:: RECORDS

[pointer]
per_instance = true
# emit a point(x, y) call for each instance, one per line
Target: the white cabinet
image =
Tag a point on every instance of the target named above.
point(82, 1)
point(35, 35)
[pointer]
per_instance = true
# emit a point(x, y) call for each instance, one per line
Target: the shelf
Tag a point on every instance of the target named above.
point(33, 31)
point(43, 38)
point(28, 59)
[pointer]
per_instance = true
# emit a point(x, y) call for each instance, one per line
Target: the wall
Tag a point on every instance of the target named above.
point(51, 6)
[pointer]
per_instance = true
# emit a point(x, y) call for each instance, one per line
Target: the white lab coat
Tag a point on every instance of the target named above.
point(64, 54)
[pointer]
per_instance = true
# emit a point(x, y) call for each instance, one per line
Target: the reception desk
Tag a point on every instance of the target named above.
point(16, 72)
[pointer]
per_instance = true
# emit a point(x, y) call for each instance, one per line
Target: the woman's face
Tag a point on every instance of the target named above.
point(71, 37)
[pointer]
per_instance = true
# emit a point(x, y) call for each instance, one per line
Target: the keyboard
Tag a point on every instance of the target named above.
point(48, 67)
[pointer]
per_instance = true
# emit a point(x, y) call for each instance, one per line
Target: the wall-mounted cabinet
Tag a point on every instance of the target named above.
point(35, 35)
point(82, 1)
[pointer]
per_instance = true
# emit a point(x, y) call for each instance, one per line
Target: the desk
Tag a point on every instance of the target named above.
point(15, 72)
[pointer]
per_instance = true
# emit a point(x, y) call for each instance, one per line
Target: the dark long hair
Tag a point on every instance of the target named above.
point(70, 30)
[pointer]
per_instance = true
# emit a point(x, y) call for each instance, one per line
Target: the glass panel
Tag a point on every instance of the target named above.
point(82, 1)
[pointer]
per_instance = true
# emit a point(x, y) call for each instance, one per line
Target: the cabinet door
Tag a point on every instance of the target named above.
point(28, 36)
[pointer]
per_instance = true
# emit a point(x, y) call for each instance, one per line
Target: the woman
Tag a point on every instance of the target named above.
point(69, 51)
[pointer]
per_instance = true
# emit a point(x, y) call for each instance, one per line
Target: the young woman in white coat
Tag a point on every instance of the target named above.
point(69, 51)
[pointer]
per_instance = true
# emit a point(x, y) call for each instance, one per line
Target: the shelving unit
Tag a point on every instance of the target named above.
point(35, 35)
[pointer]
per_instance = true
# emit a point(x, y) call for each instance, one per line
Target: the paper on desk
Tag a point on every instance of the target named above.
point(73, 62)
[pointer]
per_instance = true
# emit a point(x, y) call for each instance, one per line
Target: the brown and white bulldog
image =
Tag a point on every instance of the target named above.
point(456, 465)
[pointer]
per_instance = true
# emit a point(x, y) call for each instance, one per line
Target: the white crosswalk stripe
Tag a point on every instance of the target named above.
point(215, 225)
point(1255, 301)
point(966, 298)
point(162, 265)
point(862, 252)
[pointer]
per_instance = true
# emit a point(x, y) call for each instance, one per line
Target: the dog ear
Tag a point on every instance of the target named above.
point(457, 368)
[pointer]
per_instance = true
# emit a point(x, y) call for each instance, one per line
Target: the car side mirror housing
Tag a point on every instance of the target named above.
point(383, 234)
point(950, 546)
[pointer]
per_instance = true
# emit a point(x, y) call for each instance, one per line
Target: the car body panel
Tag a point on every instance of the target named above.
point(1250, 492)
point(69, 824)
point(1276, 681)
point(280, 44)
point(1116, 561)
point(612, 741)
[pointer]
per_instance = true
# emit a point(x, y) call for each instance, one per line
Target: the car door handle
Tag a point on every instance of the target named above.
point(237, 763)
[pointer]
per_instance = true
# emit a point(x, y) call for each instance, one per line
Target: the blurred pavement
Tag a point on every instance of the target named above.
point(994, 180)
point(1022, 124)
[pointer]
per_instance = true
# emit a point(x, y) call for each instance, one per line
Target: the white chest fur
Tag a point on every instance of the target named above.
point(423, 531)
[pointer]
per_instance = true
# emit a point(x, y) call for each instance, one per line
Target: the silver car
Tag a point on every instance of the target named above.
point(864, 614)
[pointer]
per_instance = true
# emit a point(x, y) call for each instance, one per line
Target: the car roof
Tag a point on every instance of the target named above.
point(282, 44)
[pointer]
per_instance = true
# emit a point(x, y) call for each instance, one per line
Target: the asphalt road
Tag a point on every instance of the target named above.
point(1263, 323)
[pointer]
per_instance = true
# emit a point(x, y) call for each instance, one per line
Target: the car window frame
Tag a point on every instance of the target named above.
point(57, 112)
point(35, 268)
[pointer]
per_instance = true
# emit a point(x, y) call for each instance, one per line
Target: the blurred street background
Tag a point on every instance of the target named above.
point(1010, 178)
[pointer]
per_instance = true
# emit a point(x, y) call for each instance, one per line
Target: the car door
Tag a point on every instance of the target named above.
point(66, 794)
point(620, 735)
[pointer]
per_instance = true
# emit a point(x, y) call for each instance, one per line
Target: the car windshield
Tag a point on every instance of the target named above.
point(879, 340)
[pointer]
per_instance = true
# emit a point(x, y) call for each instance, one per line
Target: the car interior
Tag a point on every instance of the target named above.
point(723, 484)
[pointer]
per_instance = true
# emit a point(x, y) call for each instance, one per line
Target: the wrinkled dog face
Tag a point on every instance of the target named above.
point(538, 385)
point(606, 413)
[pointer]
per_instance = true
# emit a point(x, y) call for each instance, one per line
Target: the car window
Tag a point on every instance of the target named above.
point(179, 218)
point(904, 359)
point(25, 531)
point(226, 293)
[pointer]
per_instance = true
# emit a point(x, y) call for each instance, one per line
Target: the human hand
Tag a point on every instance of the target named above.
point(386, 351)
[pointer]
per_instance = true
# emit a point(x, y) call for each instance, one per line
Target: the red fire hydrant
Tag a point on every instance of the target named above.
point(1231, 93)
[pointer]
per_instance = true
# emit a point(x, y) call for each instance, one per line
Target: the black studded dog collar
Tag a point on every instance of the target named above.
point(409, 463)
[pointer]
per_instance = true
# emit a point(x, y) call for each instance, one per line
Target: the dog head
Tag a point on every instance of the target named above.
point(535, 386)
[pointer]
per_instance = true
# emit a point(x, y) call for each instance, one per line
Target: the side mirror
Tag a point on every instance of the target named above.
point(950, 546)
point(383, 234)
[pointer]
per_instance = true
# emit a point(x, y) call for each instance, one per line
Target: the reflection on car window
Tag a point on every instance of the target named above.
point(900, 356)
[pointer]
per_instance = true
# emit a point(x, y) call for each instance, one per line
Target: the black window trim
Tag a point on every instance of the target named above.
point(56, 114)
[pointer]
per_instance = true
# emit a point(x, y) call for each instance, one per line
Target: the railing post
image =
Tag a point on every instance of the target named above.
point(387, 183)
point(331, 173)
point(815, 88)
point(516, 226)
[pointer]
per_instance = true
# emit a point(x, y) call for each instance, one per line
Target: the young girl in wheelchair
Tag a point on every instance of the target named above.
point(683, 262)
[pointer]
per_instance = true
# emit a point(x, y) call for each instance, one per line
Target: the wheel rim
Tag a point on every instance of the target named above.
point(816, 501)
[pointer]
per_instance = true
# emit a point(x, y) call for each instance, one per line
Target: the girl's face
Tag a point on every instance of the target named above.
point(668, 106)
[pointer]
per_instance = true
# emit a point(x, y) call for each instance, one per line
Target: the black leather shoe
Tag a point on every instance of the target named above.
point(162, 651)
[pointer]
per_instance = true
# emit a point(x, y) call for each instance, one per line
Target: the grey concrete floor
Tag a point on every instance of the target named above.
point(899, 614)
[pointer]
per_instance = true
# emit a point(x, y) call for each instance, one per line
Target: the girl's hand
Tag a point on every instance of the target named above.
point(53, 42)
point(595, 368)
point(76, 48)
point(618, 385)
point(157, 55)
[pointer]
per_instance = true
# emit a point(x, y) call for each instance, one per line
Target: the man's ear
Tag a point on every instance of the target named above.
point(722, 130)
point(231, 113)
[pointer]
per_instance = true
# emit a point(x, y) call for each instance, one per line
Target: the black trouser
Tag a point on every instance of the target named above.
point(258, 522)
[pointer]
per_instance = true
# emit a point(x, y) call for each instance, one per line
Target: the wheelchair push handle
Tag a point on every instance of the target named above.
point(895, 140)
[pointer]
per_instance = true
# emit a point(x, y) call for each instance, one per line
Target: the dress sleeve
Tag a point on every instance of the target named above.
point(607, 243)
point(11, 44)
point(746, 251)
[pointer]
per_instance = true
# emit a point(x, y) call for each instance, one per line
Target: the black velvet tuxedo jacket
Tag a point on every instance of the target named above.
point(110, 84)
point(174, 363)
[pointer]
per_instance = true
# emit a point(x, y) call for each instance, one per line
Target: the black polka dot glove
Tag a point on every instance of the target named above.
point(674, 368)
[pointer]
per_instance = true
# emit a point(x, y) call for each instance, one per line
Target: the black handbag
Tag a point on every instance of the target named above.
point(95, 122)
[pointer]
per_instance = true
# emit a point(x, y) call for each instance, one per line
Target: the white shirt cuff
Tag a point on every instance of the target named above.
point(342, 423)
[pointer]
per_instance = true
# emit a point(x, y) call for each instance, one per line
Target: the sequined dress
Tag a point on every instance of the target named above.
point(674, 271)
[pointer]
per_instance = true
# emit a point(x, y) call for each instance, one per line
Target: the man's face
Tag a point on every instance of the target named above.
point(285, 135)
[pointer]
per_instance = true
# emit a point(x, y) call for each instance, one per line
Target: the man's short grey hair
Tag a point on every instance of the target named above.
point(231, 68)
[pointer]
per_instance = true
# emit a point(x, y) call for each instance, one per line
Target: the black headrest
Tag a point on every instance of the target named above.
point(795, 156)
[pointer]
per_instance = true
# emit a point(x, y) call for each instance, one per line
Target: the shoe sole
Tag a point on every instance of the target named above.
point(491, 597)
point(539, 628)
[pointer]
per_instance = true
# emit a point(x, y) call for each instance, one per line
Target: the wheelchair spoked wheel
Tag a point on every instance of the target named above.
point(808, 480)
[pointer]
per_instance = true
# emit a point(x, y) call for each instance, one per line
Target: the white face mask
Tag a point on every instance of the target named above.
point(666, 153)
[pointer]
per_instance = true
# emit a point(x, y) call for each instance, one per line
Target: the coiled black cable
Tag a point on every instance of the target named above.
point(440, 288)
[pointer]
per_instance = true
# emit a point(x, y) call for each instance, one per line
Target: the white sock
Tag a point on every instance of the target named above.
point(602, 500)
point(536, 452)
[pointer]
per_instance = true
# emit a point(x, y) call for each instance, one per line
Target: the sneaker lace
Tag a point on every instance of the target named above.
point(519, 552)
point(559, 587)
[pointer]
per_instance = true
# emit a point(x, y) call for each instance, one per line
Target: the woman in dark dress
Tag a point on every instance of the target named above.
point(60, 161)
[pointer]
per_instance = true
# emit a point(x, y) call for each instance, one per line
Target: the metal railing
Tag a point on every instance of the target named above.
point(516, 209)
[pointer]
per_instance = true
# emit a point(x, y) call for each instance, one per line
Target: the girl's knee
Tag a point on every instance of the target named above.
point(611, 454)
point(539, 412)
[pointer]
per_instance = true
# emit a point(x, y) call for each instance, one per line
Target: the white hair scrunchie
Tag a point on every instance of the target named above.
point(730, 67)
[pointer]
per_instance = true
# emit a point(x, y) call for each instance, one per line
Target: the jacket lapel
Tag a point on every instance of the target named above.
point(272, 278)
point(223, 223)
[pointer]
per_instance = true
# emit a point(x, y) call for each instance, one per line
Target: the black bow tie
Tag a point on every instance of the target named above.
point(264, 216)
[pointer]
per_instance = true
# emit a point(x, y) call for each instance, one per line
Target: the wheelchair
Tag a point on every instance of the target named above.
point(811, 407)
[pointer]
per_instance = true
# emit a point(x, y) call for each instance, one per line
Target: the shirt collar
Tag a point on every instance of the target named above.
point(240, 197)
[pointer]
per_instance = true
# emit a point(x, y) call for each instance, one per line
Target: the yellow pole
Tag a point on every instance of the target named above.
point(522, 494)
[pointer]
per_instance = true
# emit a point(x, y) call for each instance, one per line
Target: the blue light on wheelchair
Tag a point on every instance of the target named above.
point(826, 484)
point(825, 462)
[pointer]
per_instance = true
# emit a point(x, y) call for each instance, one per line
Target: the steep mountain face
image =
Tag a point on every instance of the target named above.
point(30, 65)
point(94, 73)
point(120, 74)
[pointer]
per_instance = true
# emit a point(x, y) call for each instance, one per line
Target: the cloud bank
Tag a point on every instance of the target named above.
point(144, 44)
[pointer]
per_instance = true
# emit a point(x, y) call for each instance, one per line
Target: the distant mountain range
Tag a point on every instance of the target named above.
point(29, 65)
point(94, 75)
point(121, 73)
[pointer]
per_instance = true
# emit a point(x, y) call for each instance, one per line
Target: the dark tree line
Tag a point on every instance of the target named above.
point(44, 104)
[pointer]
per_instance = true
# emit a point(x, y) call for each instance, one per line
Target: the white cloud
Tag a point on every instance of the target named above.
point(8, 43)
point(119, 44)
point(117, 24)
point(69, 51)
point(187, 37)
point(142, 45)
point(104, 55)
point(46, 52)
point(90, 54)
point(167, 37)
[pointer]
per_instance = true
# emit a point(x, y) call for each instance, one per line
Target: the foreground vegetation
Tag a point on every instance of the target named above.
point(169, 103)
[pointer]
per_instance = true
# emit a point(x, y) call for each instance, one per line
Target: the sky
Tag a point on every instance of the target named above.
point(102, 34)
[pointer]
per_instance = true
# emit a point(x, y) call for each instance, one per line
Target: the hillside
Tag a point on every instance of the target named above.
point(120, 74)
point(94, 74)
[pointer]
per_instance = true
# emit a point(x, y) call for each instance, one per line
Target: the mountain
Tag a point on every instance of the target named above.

::::

- PROBLEM DESCRIPTION
Copy out the entries word for word, starting with the very first line and going on through the line with "point(64, 54)", including that line.

- FINISHED TASK
[pointer]
per_instance = true
# emit a point(x, y) call for each instance, one per line
Target: the white cabinet
image =
Tag a point on every instance of the target named above.
point(82, 1)
point(35, 35)
[pointer]
per_instance = true
# emit a point(x, y) call for each instance, one per line
Target: the shelf
Tag a point on every instance of the target named above.
point(33, 31)
point(43, 38)
point(28, 59)
[pointer]
per_instance = true
# emit a point(x, y) call for each instance, one per line
Target: the wall
Tag a point on every instance of the target named above.
point(51, 6)
[pointer]
per_instance = true
# emit a point(x, y) call for each instance, one per line
Target: the white lab coat
Tag a point on every instance of the target named above.
point(64, 54)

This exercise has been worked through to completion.